TASK DIRECTIONS: Please output only the lines that run from the line containing "Locate the altar." through the end of the material below, exactly.
---+---
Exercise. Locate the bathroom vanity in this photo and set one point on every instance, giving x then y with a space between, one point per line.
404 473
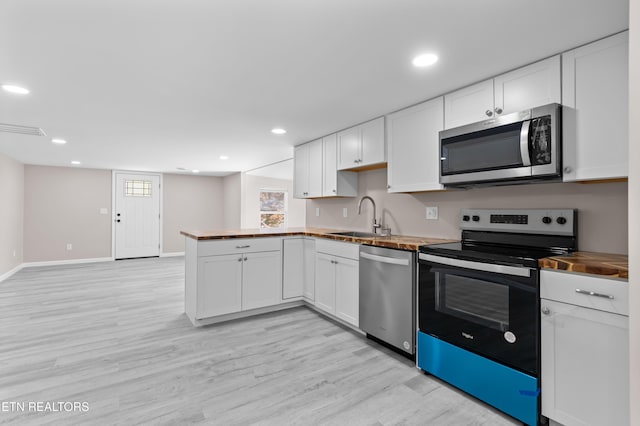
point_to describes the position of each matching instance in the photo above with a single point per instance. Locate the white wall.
(62, 206)
(232, 205)
(190, 203)
(602, 209)
(634, 209)
(11, 214)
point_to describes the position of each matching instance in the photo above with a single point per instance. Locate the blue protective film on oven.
(509, 390)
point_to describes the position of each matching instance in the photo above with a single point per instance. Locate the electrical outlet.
(432, 213)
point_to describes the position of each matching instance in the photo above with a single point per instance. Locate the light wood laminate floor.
(114, 335)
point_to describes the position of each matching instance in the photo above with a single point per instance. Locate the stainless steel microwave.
(515, 148)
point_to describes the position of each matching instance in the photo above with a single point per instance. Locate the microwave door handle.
(524, 143)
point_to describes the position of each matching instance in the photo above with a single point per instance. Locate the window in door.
(273, 208)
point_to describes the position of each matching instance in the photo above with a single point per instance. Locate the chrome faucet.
(376, 225)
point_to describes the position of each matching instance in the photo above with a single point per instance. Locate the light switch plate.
(432, 213)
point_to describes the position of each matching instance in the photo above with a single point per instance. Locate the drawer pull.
(591, 293)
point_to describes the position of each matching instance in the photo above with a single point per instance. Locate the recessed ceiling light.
(15, 89)
(425, 60)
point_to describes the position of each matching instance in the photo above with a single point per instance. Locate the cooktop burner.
(511, 237)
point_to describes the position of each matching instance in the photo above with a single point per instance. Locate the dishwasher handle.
(384, 259)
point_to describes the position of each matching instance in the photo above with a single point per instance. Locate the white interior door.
(137, 215)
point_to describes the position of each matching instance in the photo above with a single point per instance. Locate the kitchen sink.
(356, 234)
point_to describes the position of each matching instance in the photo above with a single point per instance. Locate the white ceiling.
(155, 85)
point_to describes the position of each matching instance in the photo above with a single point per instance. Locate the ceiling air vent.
(24, 130)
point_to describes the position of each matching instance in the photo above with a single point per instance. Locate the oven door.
(491, 310)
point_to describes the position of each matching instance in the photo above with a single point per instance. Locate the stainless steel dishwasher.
(387, 296)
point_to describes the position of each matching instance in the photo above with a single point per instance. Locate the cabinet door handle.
(591, 293)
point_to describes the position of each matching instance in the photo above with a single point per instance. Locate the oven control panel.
(532, 221)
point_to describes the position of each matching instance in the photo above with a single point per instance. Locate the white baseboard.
(174, 254)
(11, 272)
(67, 262)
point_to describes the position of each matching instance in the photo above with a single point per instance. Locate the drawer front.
(238, 245)
(338, 248)
(609, 295)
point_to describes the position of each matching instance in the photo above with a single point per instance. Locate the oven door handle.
(519, 271)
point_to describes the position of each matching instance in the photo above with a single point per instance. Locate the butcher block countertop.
(604, 264)
(402, 242)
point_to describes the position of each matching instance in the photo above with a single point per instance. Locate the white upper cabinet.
(336, 183)
(468, 105)
(413, 147)
(362, 145)
(308, 170)
(595, 93)
(527, 87)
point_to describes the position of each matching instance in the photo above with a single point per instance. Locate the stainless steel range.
(478, 304)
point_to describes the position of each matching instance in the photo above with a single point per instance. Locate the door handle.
(591, 293)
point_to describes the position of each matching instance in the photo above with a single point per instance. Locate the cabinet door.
(261, 279)
(585, 365)
(301, 171)
(219, 287)
(373, 146)
(595, 92)
(349, 148)
(531, 86)
(347, 290)
(330, 165)
(325, 283)
(309, 268)
(468, 105)
(414, 152)
(293, 267)
(315, 169)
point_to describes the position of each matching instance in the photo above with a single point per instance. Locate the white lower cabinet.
(337, 288)
(298, 271)
(229, 276)
(584, 349)
(219, 288)
(261, 279)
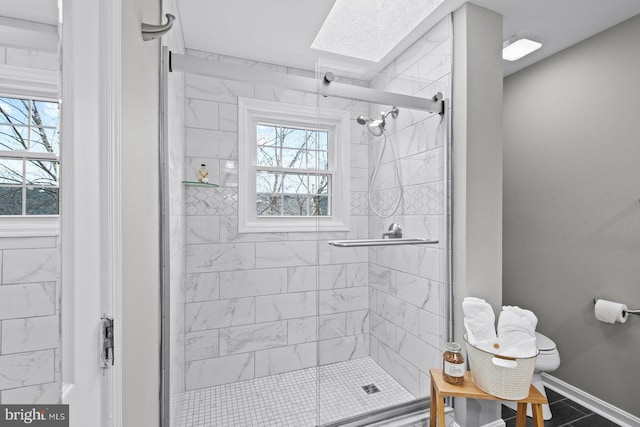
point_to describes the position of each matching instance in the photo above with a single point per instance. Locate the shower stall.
(307, 282)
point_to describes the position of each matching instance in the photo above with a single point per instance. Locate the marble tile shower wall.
(408, 294)
(29, 321)
(252, 299)
(29, 293)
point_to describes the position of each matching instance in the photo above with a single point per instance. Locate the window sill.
(30, 226)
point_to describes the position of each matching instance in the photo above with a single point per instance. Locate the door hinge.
(108, 358)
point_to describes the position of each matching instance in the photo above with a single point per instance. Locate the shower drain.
(370, 389)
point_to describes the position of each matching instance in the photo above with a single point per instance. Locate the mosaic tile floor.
(290, 399)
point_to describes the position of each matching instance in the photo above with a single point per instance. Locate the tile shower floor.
(290, 399)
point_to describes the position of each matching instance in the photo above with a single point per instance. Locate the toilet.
(548, 361)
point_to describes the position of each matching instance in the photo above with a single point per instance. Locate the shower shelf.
(199, 184)
(380, 242)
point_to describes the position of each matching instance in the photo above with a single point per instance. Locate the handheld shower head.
(376, 127)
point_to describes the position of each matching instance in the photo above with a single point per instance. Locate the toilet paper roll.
(610, 312)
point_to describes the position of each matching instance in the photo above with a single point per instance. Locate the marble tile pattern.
(251, 299)
(407, 300)
(264, 304)
(30, 291)
(30, 322)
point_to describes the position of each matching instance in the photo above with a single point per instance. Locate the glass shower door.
(382, 310)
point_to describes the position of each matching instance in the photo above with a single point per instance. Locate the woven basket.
(505, 377)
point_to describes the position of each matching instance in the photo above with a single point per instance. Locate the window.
(29, 149)
(293, 167)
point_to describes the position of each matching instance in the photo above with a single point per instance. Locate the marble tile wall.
(252, 300)
(407, 296)
(29, 292)
(29, 320)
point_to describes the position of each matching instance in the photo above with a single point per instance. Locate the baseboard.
(591, 402)
(496, 423)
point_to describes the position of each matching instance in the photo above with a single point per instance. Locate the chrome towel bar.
(628, 311)
(380, 242)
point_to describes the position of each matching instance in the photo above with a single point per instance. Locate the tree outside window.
(292, 176)
(29, 149)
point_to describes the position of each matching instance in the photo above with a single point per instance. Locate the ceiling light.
(519, 49)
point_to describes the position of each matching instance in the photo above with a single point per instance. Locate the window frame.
(251, 113)
(20, 82)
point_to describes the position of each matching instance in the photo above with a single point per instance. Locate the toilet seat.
(544, 343)
(549, 359)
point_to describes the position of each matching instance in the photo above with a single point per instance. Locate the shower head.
(376, 127)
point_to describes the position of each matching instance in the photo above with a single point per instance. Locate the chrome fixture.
(150, 32)
(376, 127)
(395, 232)
(381, 242)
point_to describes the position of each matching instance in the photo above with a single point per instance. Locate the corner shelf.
(199, 184)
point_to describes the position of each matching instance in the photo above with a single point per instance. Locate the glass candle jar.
(453, 364)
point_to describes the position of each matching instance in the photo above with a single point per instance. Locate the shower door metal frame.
(326, 87)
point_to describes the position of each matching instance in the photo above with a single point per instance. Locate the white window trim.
(29, 83)
(253, 111)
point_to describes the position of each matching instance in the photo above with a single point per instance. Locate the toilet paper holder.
(595, 300)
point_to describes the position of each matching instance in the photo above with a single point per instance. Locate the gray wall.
(571, 208)
(477, 175)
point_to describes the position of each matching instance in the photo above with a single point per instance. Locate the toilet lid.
(544, 343)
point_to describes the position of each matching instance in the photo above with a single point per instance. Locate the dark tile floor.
(566, 413)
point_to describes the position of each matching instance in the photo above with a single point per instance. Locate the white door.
(89, 209)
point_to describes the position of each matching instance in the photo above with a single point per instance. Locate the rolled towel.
(517, 332)
(479, 320)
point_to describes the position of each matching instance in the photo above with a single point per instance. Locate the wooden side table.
(440, 389)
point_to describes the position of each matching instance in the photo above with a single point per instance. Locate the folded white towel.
(517, 332)
(479, 321)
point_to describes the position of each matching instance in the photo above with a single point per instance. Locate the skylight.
(370, 29)
(519, 49)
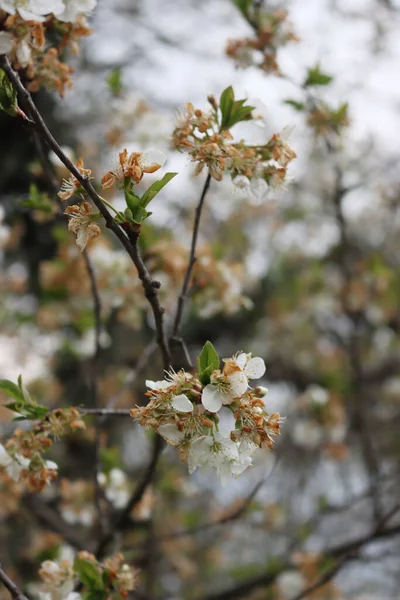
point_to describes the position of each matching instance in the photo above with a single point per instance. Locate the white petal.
(241, 360)
(238, 384)
(211, 398)
(238, 467)
(182, 403)
(242, 182)
(255, 368)
(5, 42)
(51, 465)
(82, 238)
(159, 386)
(23, 53)
(170, 432)
(224, 473)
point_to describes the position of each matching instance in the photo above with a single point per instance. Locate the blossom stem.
(110, 206)
(149, 285)
(192, 259)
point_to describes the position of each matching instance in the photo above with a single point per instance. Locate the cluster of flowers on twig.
(206, 137)
(272, 30)
(110, 579)
(217, 285)
(35, 33)
(185, 410)
(22, 457)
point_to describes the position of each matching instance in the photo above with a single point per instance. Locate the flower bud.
(260, 391)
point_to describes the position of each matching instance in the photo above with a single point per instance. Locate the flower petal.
(211, 398)
(170, 432)
(255, 368)
(238, 384)
(153, 160)
(182, 403)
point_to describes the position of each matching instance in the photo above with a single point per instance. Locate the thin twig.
(51, 519)
(233, 516)
(130, 243)
(106, 412)
(15, 592)
(98, 492)
(192, 260)
(136, 497)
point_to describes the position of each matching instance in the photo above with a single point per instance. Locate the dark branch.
(149, 285)
(192, 260)
(15, 592)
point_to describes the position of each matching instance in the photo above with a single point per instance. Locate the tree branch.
(192, 259)
(15, 592)
(149, 285)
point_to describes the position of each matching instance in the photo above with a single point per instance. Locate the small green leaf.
(114, 81)
(11, 390)
(8, 96)
(132, 201)
(242, 114)
(88, 574)
(243, 6)
(208, 361)
(225, 105)
(317, 77)
(297, 105)
(155, 187)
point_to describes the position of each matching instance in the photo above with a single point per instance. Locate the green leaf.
(155, 187)
(208, 361)
(114, 81)
(132, 201)
(11, 390)
(8, 96)
(88, 574)
(243, 6)
(317, 77)
(242, 114)
(225, 105)
(297, 105)
(95, 595)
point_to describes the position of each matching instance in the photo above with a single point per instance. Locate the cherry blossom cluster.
(34, 34)
(22, 457)
(206, 137)
(186, 410)
(272, 31)
(112, 578)
(217, 285)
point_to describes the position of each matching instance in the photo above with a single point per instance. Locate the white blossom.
(23, 53)
(237, 372)
(73, 8)
(182, 403)
(171, 433)
(220, 452)
(32, 10)
(13, 464)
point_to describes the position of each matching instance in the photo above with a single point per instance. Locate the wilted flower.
(13, 465)
(32, 10)
(70, 186)
(133, 166)
(81, 223)
(74, 8)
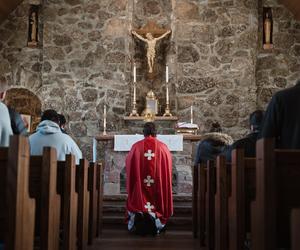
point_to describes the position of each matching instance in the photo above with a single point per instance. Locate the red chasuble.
(149, 178)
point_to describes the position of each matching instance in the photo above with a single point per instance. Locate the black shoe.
(150, 224)
(139, 224)
(163, 230)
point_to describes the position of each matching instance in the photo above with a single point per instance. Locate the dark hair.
(62, 119)
(256, 119)
(215, 127)
(51, 115)
(149, 129)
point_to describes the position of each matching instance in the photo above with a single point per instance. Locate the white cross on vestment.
(148, 180)
(149, 207)
(149, 154)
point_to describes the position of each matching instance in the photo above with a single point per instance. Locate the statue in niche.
(150, 30)
(33, 27)
(267, 29)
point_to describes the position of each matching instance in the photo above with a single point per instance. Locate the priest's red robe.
(149, 178)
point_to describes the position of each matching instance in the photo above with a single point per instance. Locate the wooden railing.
(58, 203)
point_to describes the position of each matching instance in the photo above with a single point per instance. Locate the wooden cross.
(149, 154)
(149, 180)
(151, 27)
(149, 207)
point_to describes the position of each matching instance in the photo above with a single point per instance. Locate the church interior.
(205, 62)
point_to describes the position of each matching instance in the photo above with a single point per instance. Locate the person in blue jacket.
(49, 134)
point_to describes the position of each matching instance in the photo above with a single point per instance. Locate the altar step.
(114, 212)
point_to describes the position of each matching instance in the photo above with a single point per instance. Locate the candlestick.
(104, 120)
(167, 93)
(134, 93)
(134, 73)
(192, 114)
(167, 109)
(134, 111)
(167, 73)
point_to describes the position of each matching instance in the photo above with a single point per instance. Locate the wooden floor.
(112, 239)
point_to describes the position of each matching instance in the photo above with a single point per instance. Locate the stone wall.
(215, 56)
(280, 67)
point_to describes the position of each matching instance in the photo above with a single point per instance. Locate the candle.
(134, 73)
(134, 93)
(104, 119)
(192, 114)
(167, 73)
(167, 93)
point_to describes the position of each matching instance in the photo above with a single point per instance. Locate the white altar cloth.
(125, 142)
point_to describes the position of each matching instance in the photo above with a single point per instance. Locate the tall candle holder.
(134, 110)
(167, 109)
(104, 120)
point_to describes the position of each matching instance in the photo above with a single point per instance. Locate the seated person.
(249, 142)
(282, 120)
(149, 184)
(5, 125)
(212, 144)
(48, 134)
(62, 123)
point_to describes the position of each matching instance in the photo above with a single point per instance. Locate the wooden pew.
(221, 203)
(93, 209)
(42, 187)
(83, 204)
(66, 188)
(205, 193)
(202, 189)
(277, 189)
(295, 229)
(100, 169)
(195, 200)
(46, 180)
(210, 205)
(242, 193)
(17, 208)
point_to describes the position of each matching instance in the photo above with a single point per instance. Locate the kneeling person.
(149, 184)
(48, 134)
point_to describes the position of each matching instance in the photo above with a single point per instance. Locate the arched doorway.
(26, 103)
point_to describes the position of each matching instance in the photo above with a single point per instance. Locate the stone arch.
(25, 102)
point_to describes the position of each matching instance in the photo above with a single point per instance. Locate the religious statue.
(33, 29)
(267, 28)
(150, 40)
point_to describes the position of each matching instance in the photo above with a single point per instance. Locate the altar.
(114, 161)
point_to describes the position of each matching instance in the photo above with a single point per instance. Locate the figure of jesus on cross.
(150, 30)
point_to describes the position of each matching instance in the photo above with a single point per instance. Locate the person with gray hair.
(5, 125)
---+---
WRITTEN SOLUTION:
point_to describes the position of each matching instance in the photo above with a single point per instance. Locate the altar.
(114, 161)
point_to describes the position of each matching instance in the photo above with a single point per instance. Locate the figure of jesus on cross.
(150, 30)
point_to describes the position of each matching instance in the photo above with a single point per instance. Locate the person with gray hair.
(5, 125)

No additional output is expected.